>> begin Page extract

UNITED STATES DISTRICT COURT SOUTHERN DISTRICT OF FLORIDA
Jul 29, 2016
CASE NO. 15-23806-CIV-O'SULLIVAN (S.D. Fla. Jul. 29, 2016)

Opinion

CASE NO. 15-23806-CIV-O'SULLIVAN

07-29-2016

ROBERTO JOSE HUETE, Plaintiff, v. ARGUELLO DELIVERY AND CARGO CORPORATION and GUSTAVO A. ARGUELLO, Defendants.


[CONSENT] ORDER

THIS MATTER is before the Court on the Defendants' Motion for Summary Judgment (DE# 37, 5/2/16).

ANALYSIS

On October 12, 2015, the plaintiff filed the instant action asserting a claim for unpaid overtime in violation of the Fair Labor Standards Act ("FLSA"), 29 U.S.C. § 201 et seq. The defendants seek summary judgment in their favor on the grounds that: (1) the corporate defendant's gross sales did not exceed $500,000 during the relevant time period and (2) the Motor Carrier Act exemption applies in the instant case. The Court will address both arguments below.

>> end Page extract
>> begin Data shown

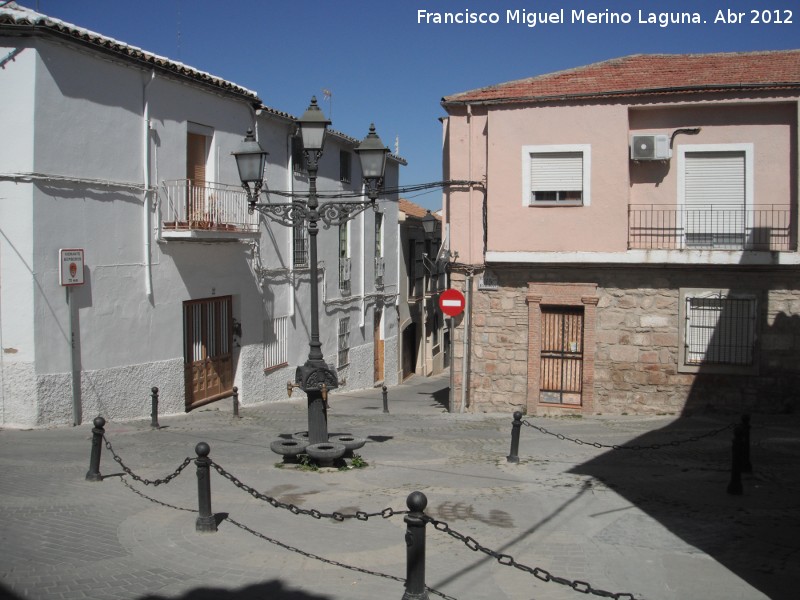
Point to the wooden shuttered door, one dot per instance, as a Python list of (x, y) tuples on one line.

>> end Data shown

» **Written tasks**:
- a) List every party named in the caption of the court order.
- b) Write the next part of the court order, starting after its final sentence.
The data above stands apart from the court order.

» **Exercise results**:
- a)
Roberto Jose Huete
Arguello Delivery and Cargo Corporation
Gustavo A. Arguello

- b)
1. Enterprise Coverage

Under the FLSA, "[a]n employer falls under the enterprise coverage section of the FLSA if it 1) 'has employees engaged in commerce or the production of goods for commerce, or that has employees handling, selling, or otherwise working on goods or materials that have been moved in or produced for commerce by any person' and 2) has at least $500,000 of 'annual gross volume of sales made or business done.'" See Polycarpe v. E&S Landscaping Serv., Inc., 616 F.3d 1217, 1220 (11th Cir. 2010) (emphasis added) (quoting 29 U.S.C. §203(s)(1)(A)). The defendants argue that they are entitled to summary judgment on the issue of enterprise coverage because the corporate defendant never grossed over $500,000 in sales during the relevant time period. The defendants have presented the Affidavit of Gustavo A. Arguello and the corporate defendant's tax returns for the years 2012 through 2015 to establish the corporate defendant's annual gross sales.

Mr. Arguello is the President of Arguello Delivery and Cargo Corporation. See Affidavit of Gustavo A. Arguello (DE# 37-3 at 1, 5/2/16).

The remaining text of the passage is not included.